Starting at the line with "Kindly outline every instance of the <item>woman's mouth</item>" in it, reproduce each line below through the last one, exactly, and include nothing else.

— Start DATA IN THIS EXERCISE —

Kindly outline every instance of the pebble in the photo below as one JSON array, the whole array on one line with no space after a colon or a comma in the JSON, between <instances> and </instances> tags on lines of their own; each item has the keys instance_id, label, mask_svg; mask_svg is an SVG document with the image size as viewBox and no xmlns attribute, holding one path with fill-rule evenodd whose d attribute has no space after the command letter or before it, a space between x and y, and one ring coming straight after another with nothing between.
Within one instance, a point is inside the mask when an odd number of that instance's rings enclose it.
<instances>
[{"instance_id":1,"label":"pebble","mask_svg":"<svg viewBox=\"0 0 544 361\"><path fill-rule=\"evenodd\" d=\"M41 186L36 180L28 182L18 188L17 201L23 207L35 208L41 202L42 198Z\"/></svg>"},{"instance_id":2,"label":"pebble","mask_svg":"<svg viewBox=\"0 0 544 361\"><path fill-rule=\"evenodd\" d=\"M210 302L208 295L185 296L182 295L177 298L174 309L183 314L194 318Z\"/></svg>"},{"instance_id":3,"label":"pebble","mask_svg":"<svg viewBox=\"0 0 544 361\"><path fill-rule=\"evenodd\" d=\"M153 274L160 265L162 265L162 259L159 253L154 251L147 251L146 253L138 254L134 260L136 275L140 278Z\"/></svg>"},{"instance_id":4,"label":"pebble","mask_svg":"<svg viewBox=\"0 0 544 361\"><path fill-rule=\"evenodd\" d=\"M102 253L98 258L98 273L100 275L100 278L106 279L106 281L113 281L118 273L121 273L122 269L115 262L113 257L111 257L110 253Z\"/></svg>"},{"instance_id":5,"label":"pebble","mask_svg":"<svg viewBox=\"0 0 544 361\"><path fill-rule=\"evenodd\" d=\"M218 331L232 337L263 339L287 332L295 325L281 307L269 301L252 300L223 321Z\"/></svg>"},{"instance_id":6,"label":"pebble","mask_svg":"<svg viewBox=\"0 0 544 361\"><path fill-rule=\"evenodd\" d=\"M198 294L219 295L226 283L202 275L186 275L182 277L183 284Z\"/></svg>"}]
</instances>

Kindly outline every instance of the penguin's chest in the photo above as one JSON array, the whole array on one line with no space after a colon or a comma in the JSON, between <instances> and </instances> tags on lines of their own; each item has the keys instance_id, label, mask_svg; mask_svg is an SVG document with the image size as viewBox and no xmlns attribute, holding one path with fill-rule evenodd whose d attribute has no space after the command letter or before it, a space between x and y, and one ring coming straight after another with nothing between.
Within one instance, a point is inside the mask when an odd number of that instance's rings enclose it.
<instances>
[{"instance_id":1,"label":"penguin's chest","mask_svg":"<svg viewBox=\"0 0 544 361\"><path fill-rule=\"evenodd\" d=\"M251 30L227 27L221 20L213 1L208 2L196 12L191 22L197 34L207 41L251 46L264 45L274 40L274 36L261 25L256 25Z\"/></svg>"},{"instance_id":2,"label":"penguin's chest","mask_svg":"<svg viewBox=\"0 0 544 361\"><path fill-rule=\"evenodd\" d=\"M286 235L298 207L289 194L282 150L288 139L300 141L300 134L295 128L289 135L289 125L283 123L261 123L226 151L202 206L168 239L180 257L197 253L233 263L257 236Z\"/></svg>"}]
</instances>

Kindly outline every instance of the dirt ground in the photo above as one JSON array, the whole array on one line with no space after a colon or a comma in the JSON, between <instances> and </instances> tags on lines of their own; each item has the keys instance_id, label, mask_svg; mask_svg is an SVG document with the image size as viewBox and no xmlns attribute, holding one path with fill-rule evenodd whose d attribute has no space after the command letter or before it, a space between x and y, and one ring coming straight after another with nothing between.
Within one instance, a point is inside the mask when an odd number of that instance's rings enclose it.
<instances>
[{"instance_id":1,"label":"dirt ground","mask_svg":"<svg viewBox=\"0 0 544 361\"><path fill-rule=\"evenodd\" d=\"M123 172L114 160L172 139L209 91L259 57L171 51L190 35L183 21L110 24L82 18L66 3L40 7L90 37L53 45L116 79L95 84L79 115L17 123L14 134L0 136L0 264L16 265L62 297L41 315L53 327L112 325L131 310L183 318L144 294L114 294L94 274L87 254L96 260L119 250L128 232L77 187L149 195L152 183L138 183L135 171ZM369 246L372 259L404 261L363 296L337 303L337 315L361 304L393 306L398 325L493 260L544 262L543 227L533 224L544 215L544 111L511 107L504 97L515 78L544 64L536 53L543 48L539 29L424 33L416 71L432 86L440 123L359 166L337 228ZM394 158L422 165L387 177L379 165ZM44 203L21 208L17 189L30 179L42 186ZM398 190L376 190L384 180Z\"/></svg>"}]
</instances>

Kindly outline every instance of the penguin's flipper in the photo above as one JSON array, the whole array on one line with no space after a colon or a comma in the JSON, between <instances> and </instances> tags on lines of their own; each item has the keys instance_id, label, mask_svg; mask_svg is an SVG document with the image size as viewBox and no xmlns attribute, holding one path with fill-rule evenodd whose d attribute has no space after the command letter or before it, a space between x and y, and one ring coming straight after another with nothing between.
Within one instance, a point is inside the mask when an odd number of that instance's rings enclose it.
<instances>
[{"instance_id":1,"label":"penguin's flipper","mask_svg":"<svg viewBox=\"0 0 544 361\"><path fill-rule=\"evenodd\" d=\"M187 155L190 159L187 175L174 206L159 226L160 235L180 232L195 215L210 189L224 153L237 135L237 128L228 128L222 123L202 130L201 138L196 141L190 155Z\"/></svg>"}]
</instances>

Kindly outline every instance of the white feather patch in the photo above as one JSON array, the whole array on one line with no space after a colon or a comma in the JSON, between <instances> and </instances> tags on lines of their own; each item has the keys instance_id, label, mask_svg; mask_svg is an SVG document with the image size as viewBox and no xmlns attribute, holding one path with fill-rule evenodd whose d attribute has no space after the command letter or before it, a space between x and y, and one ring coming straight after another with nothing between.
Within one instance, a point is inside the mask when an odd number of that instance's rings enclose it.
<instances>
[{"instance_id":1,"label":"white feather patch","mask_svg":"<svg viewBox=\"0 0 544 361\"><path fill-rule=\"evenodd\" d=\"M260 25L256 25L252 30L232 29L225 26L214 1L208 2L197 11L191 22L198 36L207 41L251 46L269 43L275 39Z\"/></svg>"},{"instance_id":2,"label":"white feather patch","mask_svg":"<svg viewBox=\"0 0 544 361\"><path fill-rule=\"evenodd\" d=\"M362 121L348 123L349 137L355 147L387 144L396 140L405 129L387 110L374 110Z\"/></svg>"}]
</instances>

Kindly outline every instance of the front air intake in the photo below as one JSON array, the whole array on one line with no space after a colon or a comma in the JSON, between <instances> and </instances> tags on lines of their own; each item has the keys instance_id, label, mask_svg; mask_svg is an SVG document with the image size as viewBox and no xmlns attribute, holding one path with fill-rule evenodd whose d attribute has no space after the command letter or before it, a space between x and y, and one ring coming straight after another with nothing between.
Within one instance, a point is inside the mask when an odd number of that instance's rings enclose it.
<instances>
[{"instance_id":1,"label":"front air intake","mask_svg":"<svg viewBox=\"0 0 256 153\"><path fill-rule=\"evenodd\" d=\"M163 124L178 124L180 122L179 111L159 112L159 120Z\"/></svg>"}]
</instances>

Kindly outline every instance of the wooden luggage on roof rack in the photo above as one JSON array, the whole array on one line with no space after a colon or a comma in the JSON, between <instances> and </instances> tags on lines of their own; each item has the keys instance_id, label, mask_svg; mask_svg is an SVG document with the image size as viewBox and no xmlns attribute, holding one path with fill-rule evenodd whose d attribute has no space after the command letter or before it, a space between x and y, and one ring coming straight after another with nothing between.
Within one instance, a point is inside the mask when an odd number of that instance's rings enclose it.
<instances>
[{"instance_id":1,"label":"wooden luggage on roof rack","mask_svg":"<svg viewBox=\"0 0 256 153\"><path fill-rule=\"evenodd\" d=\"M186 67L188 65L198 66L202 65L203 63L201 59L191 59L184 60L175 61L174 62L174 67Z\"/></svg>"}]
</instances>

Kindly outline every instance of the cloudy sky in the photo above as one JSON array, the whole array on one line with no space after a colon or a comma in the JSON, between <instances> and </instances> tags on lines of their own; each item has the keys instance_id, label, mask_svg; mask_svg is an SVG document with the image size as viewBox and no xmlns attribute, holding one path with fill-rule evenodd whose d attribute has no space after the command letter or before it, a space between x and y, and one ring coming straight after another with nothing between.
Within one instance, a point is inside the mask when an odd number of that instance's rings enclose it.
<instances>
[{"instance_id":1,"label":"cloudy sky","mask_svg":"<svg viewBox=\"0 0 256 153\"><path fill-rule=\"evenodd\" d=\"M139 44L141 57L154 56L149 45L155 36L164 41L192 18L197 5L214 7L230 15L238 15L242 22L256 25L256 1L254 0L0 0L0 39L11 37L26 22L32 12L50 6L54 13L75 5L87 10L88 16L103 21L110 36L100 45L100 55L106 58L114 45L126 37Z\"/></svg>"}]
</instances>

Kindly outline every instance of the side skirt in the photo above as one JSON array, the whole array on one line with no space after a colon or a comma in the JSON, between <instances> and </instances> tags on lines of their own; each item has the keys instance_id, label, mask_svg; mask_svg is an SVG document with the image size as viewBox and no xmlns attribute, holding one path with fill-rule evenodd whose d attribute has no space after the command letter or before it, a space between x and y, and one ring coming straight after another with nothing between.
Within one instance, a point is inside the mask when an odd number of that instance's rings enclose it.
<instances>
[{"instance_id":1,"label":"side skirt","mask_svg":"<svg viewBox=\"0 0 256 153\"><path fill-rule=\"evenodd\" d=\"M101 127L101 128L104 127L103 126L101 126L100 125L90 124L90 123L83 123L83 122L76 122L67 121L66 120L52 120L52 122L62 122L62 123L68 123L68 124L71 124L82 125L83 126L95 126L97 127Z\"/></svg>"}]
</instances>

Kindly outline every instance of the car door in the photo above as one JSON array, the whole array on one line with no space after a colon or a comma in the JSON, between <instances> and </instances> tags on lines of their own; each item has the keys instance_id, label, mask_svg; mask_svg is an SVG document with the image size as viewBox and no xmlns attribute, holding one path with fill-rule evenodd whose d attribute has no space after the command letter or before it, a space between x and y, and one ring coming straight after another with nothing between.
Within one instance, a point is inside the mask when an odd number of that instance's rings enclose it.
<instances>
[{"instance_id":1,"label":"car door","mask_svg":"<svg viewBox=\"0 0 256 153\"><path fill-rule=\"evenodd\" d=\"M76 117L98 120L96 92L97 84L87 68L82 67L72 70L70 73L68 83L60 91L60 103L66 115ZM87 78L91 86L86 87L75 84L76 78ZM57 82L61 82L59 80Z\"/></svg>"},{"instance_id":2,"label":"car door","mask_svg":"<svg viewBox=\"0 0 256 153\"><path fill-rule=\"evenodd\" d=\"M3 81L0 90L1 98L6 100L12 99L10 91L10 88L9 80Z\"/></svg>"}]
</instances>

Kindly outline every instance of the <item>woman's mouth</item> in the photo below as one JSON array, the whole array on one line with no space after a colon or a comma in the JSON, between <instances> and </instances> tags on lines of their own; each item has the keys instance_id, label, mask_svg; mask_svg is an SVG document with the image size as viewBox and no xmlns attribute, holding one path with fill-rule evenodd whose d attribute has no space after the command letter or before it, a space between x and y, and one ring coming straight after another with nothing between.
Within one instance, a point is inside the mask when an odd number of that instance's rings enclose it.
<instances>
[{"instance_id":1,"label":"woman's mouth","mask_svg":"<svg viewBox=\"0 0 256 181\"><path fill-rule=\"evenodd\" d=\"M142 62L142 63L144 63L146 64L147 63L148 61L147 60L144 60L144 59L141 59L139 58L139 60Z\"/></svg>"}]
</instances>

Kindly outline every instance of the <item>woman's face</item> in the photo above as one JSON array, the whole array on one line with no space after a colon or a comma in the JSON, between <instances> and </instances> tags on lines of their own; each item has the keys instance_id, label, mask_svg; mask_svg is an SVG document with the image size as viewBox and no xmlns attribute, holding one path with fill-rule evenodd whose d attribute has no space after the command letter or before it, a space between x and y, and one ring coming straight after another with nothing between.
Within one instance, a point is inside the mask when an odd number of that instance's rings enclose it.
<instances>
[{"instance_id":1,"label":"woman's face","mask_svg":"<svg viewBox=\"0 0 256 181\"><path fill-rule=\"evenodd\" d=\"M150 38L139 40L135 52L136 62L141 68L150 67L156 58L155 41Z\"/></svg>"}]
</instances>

— End DATA IN THIS EXERCISE —

▶ **FINAL RESULT**
Kindly outline every instance of the <item>woman's mouth</item> in the photo below as one JSON array, the whole array on one line with no space after a colon or a comma in the JSON, between <instances> and </instances> tags on lines of their own; each item has the keys instance_id, label, mask_svg; mask_svg is an SVG document with the image size as viewBox and no xmlns attribute, holding one path with fill-rule evenodd whose d attribute has no space after the command letter or before it, a space between x and y, and one ring coming straight after another with nothing between.
Within one instance, a point is inside the mask when an odd number of that instance's rings enclose it.
<instances>
[{"instance_id":1,"label":"woman's mouth","mask_svg":"<svg viewBox=\"0 0 256 181\"><path fill-rule=\"evenodd\" d=\"M142 62L142 63L144 63L146 64L147 63L148 61L147 60L144 60L144 59L141 59L139 58L139 60Z\"/></svg>"}]
</instances>

Kindly outline every instance of the <item>woman's face</item> in the photo above as one JSON array, the whole array on one line with no space after a colon or a comma in the JSON, between <instances> and </instances> tags on lines of their own; each item has the keys instance_id, label, mask_svg; mask_svg is an SVG document with the image size as viewBox and no xmlns attribute, holding one path with fill-rule evenodd whose d attribute has no space after the command letter or before it, a space between x and y, and one ring coming straight after another with nothing between.
Within one instance, a point is inside the mask when an odd number of that instance's rings enclose it.
<instances>
[{"instance_id":1,"label":"woman's face","mask_svg":"<svg viewBox=\"0 0 256 181\"><path fill-rule=\"evenodd\" d=\"M150 38L139 40L135 52L136 62L141 68L150 67L156 58L155 41Z\"/></svg>"}]
</instances>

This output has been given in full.